| To do |
Return exactly the lines that run from the one containing "Can you find the dry" to the end of the entries, with both ends included.

| Extracted material |
-=-=-
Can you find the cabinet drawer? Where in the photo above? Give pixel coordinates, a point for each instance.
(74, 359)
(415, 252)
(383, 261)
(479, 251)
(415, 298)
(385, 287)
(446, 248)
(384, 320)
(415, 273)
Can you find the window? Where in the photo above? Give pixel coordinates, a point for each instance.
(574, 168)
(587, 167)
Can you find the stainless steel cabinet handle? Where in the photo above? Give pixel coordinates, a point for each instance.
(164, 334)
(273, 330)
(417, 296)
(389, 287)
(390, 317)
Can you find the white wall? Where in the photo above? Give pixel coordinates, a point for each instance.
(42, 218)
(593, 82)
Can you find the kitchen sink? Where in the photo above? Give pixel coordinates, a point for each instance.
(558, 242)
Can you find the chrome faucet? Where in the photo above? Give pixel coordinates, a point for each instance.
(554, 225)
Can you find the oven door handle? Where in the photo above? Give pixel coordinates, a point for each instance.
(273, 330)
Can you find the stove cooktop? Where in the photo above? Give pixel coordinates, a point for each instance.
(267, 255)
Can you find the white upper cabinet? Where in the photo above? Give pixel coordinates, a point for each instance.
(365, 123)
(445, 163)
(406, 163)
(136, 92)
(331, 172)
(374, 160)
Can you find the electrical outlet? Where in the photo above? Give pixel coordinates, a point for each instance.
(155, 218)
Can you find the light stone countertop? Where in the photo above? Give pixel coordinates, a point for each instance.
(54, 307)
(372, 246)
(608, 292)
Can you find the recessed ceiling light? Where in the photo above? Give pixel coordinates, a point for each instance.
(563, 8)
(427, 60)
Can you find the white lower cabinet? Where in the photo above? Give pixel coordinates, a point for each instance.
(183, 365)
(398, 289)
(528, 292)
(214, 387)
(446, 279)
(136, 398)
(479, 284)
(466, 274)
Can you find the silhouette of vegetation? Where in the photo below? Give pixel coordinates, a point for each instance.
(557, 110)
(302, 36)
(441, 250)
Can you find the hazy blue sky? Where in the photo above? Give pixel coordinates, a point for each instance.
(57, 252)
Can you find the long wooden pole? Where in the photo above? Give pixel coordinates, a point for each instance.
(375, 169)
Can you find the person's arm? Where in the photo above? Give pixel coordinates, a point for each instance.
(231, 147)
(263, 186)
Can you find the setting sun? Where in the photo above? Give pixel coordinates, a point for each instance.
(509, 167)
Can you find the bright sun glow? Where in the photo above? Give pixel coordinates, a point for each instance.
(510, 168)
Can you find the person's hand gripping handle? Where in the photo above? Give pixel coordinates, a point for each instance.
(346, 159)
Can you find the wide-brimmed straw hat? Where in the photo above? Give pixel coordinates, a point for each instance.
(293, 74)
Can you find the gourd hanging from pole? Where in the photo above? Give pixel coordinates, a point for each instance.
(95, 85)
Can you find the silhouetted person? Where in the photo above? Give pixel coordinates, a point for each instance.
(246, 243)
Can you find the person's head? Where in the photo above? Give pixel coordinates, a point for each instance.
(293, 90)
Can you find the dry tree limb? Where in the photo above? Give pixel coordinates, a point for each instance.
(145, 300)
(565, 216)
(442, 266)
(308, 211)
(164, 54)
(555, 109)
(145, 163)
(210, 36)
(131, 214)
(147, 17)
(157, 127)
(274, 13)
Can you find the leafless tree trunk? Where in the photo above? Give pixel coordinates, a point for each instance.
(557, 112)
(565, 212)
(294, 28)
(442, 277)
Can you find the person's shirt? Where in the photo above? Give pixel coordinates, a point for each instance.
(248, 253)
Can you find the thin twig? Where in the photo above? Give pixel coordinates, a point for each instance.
-=-=-
| Response |
Can you find the dry tree limb? Where in the photo above? Give pixel coordinates, a point for each instance.
(145, 300)
(565, 216)
(442, 266)
(308, 211)
(164, 54)
(555, 109)
(145, 163)
(210, 36)
(131, 214)
(147, 17)
(157, 127)
(274, 13)
Can you find the leafless tree trunk? Where in the photo above? Give pixel coordinates, a point for each instance.
(557, 112)
(565, 212)
(294, 28)
(442, 277)
Can you find the person's shirt? Where in the photo above? Give pixel coordinates, a point for each instance.
(248, 253)
Can you find the thin twig? Where in the photo above? Give pixel coordinates, a point for each instance.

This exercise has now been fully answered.